*DIRECTION*
Show each line of the listing below that contains the string "shorts", copied in full.

*DATA LINES*

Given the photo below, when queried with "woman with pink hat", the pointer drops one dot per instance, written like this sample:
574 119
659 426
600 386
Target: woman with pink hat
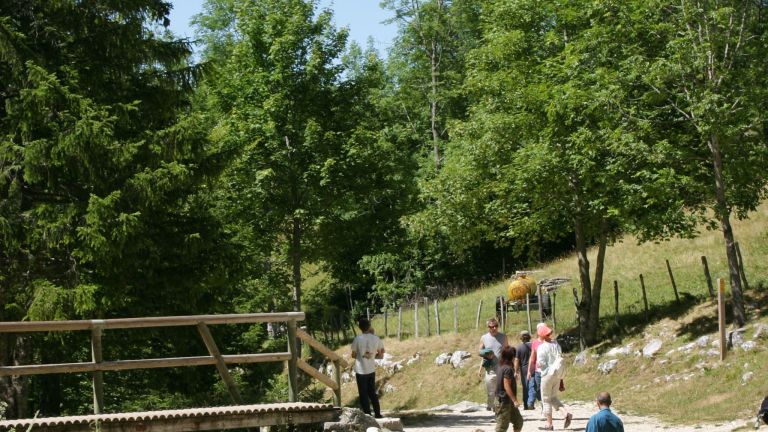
549 359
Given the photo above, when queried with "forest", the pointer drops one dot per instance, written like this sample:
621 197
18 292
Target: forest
143 174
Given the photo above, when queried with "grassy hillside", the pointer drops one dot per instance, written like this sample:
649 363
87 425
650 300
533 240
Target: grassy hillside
713 393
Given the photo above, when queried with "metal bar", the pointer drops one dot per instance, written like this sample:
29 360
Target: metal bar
98 376
124 323
220 365
293 388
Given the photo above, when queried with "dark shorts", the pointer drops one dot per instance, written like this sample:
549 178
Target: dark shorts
506 414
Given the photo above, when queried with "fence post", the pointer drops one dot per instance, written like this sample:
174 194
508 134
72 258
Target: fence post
479 308
721 315
672 278
645 297
455 317
98 376
616 296
741 268
224 372
706 274
337 379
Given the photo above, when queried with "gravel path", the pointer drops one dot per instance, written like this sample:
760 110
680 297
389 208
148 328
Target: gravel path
482 421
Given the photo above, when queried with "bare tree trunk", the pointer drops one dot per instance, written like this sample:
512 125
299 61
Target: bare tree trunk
724 215
296 252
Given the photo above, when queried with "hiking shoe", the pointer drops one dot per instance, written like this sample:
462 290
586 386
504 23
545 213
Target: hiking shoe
568 420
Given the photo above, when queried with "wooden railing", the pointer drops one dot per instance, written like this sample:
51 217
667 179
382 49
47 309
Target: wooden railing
97 366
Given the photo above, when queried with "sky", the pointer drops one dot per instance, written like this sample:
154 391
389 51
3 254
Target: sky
363 17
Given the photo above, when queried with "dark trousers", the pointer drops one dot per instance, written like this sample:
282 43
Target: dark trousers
366 388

*COMPLETED TASK*
Given the photo above, when queried with "dark shorts", the pointer drops one dot per instance, written like this sample:
Target: dark shorts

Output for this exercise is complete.